### Task statement
Pull out every line of the rows below that contains the string "tree", and list those lines.
═══
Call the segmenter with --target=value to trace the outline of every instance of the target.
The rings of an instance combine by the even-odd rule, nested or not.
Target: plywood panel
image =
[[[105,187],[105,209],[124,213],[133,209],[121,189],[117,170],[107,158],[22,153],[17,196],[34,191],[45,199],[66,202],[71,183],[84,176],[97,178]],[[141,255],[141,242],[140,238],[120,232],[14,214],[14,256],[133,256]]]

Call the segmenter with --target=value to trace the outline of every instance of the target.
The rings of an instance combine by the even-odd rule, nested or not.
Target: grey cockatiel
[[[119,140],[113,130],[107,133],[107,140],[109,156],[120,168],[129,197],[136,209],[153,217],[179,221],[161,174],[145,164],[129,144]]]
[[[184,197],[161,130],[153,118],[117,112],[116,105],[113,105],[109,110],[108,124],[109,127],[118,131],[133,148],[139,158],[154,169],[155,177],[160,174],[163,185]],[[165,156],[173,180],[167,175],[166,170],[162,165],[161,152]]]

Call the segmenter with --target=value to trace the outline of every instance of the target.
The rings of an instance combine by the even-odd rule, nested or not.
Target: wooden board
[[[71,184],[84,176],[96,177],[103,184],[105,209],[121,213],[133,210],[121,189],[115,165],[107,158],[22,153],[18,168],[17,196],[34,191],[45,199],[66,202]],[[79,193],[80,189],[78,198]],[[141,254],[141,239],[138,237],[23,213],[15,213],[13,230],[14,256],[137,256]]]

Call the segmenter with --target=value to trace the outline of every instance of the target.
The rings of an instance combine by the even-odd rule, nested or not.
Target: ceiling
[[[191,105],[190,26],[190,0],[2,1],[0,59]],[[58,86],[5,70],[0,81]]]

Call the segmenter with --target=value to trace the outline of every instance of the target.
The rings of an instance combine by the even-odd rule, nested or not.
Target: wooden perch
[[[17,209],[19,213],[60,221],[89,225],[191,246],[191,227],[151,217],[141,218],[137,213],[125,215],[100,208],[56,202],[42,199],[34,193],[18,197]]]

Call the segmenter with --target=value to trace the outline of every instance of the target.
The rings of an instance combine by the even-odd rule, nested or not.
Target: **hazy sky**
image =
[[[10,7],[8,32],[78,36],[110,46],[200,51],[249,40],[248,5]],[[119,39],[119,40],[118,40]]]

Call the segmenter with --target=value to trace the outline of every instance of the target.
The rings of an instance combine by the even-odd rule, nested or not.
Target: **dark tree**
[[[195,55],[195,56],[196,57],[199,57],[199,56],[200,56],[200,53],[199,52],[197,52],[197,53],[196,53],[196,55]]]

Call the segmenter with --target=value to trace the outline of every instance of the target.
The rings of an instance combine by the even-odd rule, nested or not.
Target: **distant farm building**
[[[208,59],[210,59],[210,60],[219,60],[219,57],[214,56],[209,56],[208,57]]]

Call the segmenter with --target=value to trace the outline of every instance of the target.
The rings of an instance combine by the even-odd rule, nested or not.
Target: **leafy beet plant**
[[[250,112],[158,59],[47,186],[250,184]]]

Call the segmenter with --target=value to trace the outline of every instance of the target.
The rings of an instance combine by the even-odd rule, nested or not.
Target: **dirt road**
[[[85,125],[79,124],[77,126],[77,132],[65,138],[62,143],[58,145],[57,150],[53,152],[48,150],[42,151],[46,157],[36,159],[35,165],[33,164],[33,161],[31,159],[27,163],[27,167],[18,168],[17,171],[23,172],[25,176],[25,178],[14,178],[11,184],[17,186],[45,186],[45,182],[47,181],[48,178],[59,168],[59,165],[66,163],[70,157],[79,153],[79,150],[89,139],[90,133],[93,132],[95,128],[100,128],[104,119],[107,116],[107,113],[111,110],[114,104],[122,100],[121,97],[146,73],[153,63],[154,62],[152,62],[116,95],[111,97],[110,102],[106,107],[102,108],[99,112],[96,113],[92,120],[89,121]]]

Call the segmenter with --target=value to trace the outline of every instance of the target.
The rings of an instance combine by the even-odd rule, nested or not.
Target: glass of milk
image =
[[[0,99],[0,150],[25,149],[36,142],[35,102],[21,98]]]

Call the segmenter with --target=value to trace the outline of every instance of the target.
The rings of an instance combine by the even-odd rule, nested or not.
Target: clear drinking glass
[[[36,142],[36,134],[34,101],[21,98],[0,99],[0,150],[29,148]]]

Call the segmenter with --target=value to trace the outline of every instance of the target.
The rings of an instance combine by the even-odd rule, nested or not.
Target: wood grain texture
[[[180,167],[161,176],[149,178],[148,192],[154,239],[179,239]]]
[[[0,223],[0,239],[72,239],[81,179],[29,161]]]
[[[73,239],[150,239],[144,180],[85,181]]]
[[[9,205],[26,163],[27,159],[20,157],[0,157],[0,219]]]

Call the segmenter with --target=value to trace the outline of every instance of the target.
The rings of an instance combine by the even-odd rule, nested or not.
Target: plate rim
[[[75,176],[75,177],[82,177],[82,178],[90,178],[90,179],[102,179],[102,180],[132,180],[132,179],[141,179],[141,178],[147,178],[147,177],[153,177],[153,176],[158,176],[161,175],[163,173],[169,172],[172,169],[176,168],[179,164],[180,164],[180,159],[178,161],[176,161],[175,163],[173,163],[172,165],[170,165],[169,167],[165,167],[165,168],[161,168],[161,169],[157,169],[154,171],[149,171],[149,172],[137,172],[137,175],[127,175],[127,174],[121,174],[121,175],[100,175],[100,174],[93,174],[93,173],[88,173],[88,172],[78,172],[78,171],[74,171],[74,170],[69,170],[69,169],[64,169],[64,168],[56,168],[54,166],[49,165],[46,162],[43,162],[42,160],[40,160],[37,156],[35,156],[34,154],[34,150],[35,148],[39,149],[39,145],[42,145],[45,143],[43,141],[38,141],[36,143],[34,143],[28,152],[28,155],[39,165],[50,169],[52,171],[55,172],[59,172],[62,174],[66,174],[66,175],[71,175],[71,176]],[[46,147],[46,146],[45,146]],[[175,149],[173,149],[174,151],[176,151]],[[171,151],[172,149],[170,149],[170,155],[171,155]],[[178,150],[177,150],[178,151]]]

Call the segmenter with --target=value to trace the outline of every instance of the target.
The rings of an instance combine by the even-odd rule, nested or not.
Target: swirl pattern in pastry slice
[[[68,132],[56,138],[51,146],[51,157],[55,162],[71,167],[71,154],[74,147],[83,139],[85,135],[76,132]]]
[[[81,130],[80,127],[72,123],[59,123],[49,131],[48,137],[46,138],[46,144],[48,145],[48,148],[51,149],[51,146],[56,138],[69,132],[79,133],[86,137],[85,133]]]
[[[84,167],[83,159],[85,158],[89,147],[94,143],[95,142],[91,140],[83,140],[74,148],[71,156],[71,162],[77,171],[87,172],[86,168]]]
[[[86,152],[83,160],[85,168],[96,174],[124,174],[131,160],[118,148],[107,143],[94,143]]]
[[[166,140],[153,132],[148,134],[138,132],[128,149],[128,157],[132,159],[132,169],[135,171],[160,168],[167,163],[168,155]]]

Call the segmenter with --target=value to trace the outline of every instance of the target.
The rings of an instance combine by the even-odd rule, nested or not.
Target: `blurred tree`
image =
═══
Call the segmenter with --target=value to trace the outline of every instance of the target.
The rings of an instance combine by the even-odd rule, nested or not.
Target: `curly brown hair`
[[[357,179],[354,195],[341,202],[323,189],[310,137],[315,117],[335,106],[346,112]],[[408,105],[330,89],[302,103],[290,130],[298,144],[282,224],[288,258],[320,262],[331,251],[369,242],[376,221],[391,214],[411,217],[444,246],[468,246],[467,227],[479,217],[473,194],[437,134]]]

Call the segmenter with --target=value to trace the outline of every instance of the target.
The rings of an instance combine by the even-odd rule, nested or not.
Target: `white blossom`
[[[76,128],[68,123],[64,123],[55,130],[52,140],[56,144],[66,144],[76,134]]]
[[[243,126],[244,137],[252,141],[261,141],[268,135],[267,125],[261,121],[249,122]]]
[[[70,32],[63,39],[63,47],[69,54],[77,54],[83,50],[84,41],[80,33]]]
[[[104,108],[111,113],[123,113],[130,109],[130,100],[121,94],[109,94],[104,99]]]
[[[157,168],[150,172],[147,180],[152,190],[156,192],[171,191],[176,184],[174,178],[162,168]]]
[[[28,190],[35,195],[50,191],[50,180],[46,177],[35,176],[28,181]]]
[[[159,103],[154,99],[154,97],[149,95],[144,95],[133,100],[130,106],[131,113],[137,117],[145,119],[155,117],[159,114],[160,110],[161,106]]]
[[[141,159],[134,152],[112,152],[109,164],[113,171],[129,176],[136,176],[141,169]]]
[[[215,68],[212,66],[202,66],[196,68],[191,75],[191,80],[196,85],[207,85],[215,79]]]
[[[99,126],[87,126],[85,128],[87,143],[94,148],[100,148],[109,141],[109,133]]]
═══
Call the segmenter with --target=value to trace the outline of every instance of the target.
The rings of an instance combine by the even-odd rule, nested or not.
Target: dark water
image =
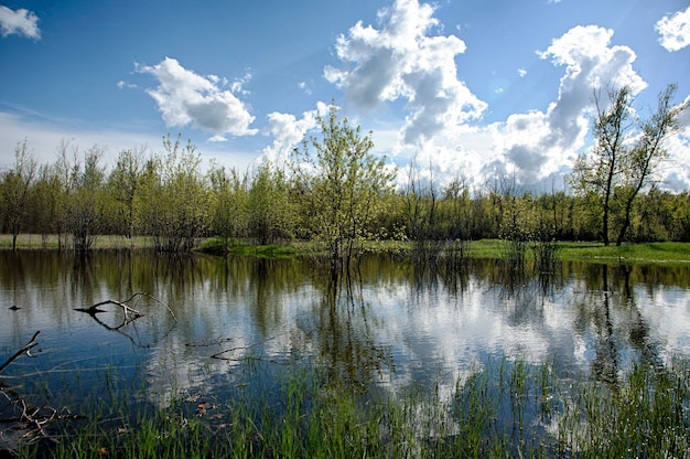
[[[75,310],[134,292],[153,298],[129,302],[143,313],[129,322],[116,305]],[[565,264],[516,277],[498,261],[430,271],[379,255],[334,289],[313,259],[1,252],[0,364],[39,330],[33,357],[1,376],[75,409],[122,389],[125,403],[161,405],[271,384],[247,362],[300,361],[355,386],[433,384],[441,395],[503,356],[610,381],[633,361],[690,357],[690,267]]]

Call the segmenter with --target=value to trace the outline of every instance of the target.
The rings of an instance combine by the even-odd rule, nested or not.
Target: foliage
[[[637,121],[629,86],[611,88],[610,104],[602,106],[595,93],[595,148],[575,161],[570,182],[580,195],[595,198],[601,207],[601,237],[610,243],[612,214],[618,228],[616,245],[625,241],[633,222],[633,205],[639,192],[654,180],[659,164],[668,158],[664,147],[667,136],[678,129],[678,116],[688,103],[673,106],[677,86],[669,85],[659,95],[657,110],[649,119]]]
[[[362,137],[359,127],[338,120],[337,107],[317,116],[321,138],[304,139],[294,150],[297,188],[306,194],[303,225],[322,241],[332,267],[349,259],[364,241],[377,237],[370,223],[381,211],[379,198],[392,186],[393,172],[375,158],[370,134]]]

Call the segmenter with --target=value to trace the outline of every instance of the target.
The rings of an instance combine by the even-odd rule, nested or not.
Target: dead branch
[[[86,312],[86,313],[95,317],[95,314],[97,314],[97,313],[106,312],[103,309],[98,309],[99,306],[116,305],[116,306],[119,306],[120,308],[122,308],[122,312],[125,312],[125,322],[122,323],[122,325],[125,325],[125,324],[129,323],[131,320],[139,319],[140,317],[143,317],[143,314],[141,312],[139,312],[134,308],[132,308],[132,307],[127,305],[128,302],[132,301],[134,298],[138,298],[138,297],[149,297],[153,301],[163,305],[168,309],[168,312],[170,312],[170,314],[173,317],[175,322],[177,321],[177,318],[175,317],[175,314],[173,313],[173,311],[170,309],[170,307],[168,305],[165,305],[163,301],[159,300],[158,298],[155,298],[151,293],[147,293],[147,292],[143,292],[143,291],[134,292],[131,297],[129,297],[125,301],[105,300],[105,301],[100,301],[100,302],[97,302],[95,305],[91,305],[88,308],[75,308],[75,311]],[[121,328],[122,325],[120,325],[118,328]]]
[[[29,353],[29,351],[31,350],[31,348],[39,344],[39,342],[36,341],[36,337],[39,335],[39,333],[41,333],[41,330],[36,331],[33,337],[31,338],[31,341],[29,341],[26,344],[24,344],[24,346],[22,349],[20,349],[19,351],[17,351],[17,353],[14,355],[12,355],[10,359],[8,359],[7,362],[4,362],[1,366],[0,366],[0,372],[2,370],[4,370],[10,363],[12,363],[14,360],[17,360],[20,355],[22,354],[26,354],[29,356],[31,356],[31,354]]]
═══
### Exercise result
Target: **dark tree**
Target: `blurred tree`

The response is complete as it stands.